→ EXCERPT PROVIDED:

Segment Open

First of all, many are calling the study proof of the "Obesity paradox," although the study clearly showed that obese people, that's people with a BMI above 30, had an overall increased risk of dying. Also this was an observational study, not a cause and effect one, which already makes the results somewhat questionable.
Second, if 67% or so of the population is overweight and 36% is obese, which means that 31% are overweight and not obese, that only leaves 33% of the population as either normal weight or underweight. Included in the 33% are people who have lost weight due to illnesses such as cancer, eating disorders, hyperthyroidism, malnutrition, etc.
The study does not account for why people fall into the normal and underweight category (healthy or unhealthy lower weight) given the preponderance of people in the overweight category.
Third, it doesn't account for people who have normal BMIs, but high waist to hip ratios which signifies excess white fat, the dangerous kind of fat. A recent Mayo Clinic study showed that among 14,000 study subjects, those with a normal BMI, but a high waist-to-hip ratio, were the most likely to die of heart-related disease during the 14-year follow up, even at higher rates than those in obese ranges.

Segment Closed

→ PROMPT 1: In the critique of the obesity study, which subjects in the Mayo Clinic study were most likely to die of heart-related disease?
→ PROMPT 2: Write the next part of the critique of the obesity study, picking up after its last sentence.
The records have no connection to the critique of the obesity study.

→ SUPPLIED ENTRIES:
Segment Open

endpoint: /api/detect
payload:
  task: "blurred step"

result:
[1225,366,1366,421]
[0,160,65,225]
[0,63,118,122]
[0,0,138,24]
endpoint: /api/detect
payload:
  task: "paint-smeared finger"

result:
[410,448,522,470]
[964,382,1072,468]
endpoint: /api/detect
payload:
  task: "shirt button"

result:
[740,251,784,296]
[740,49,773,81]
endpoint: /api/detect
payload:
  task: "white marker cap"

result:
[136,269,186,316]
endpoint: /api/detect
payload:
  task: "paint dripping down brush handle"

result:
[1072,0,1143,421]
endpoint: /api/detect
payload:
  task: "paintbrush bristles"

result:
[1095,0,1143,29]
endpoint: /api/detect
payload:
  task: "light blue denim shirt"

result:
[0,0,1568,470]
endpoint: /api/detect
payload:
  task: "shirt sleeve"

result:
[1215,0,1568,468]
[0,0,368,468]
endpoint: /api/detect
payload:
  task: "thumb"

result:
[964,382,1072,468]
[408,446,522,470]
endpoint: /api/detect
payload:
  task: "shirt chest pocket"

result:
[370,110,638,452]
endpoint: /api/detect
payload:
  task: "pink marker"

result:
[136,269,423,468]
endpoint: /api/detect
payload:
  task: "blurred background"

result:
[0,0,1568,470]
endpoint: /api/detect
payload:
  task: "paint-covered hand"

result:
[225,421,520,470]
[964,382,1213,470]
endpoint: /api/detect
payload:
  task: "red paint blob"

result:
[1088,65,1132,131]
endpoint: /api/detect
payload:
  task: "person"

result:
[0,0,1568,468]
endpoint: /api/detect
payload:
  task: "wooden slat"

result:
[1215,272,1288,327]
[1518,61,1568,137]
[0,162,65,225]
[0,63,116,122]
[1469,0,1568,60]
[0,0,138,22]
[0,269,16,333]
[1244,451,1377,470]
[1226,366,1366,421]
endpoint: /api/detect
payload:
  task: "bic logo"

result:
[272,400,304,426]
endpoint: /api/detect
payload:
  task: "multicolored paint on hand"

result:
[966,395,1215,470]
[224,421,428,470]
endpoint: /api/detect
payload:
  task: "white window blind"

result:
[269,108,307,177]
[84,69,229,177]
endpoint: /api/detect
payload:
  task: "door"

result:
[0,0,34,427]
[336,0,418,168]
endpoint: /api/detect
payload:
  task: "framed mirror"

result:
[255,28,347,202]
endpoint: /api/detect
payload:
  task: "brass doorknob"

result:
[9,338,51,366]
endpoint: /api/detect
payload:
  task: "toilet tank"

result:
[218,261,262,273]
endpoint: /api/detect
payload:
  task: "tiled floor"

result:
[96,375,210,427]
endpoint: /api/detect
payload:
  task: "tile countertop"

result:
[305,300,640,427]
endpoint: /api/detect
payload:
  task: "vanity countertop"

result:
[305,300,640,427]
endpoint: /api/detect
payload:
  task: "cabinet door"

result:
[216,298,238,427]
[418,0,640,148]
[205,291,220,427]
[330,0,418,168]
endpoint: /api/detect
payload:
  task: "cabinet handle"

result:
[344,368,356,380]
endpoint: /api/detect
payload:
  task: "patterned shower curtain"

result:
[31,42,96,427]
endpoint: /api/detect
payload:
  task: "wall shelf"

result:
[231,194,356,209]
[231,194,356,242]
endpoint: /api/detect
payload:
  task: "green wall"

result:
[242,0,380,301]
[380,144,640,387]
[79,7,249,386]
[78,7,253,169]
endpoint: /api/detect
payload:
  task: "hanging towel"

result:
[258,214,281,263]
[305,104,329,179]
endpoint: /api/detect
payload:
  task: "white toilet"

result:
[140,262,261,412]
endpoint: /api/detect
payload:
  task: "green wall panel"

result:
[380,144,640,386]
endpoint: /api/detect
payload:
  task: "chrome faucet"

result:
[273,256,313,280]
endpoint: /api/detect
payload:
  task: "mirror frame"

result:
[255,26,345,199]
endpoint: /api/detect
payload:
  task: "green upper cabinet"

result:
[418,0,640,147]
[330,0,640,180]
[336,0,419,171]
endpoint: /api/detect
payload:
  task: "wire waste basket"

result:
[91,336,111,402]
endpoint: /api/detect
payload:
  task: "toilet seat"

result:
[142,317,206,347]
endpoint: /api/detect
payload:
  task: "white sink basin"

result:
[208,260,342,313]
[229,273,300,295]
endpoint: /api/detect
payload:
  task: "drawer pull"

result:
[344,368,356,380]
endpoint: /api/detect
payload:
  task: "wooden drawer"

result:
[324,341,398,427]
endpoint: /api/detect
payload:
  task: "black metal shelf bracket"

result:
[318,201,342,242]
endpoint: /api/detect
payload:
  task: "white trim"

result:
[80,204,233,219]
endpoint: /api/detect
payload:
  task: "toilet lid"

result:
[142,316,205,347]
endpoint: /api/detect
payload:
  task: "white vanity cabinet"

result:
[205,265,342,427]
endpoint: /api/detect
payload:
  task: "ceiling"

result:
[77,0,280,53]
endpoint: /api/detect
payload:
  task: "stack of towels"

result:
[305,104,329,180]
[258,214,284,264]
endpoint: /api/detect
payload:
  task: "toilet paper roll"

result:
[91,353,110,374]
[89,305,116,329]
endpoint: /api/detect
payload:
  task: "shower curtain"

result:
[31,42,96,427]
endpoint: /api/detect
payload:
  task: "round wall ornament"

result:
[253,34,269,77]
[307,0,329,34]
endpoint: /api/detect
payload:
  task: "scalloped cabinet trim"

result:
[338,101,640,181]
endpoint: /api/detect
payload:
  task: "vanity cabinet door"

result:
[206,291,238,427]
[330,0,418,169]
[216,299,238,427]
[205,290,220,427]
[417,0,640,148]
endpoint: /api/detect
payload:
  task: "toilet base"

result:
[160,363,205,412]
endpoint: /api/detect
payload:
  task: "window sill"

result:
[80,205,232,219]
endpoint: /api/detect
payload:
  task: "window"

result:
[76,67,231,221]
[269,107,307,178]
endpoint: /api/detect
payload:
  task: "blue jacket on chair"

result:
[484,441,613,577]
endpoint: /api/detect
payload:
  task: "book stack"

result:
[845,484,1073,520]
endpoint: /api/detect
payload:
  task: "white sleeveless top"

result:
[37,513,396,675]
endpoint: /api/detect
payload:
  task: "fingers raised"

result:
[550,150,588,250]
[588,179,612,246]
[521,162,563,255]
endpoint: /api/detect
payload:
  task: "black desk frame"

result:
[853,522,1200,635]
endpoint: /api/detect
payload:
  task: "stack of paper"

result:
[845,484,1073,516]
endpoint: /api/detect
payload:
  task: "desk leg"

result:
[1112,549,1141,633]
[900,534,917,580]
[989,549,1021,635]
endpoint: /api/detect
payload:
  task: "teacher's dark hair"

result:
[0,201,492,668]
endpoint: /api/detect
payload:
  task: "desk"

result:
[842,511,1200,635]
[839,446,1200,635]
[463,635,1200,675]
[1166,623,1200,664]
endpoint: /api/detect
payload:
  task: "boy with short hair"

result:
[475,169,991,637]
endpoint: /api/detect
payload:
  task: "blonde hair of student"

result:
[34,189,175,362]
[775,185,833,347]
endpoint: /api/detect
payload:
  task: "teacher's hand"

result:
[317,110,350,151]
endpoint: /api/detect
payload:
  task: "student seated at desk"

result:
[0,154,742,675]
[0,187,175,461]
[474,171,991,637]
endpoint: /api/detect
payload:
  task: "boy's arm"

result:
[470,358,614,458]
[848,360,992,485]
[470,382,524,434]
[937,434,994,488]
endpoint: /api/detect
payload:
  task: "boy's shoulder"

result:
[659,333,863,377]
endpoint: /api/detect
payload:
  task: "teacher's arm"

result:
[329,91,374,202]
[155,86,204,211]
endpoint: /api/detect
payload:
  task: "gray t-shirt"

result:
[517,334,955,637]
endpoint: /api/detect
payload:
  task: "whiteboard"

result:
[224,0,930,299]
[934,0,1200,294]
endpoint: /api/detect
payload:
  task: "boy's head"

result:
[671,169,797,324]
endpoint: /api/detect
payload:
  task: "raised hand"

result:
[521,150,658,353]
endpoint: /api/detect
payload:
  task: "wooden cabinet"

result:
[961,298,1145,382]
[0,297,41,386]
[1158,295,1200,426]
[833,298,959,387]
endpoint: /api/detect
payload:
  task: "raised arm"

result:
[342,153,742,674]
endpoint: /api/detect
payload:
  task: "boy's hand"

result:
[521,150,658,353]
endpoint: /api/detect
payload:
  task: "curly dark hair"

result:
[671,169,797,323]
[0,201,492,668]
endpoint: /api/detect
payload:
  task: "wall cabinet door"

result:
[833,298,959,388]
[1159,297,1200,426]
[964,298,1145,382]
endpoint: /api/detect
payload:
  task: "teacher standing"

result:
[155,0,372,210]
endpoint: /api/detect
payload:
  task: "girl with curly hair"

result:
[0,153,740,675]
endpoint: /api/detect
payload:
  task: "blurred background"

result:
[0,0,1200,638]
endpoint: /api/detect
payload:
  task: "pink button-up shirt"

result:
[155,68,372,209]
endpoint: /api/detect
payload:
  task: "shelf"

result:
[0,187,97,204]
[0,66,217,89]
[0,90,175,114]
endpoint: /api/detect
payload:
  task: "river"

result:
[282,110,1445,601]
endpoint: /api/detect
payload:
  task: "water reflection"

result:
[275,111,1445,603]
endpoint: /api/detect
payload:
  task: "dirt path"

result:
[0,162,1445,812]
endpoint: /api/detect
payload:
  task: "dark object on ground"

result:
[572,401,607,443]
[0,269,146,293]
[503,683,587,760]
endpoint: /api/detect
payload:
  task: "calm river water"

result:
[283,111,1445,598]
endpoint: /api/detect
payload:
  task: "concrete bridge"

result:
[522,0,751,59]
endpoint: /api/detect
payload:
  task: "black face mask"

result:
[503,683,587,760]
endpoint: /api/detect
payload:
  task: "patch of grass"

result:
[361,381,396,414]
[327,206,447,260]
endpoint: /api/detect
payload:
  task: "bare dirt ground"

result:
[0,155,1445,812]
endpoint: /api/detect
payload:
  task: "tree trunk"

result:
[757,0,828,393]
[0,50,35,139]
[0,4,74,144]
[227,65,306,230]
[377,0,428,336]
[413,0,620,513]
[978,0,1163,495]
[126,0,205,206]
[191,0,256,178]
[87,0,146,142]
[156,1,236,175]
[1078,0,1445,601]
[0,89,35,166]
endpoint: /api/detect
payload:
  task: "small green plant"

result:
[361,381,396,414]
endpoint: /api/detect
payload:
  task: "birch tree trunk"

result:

Segment Closed

→ TASK OUTPUT 1: Those with a normal BMI but a high waist-to-hip ratio.

→ TASK OUTPUT 2:
Fourth, it is well established that people in advanced stages of cancer and diabetes do better with additional weight because as the body wastes away, it takes longer to do so. G-d forbid you should need excess weight for that reason.
Fifth, the study did not assess people who were underweight as it is known that such people have increased mortality. The underweight people were lumped together with the normal weight people to come up with a total death rate, so one can expect that the underweight inclusions skewed the numbers somewhat.
Sixth, the study did not address people who are overweight on the road to becoming obese, as opposed to those who are chronically overweight. By not knowing if recent illness is contributing to change in weight, we can't do an apples to apples comparison.
Seventh, the study underscores why BMI may not be the most reliable indicator of unhealthy weight because it does not take into account the muscle to fat ratio. Athletes, for example, could have increased muscle mass that will increase their BMI and put them into the overweight (even sometimes obese) category despite their otherwise good health.
Eighth, it is well know that excess weight, in and of itself, does not mean you are unhealthy if you don't have concomitant increases in cholesterol, blood pressure or blood sugar.
Ninth, is there a difference between a BMI of 25.1, which puts you into the overweight category and 29.9, which keeps you out of the obesity category? The study does not address gradations of being overweight.
Tenth, and finally, it not entirely clear to me what exactly is the point of this study. Is it to tell people that being overweight is not as bad as most people think? Should people who are overweight, but not obese be less concerned about their diet and lifestyle?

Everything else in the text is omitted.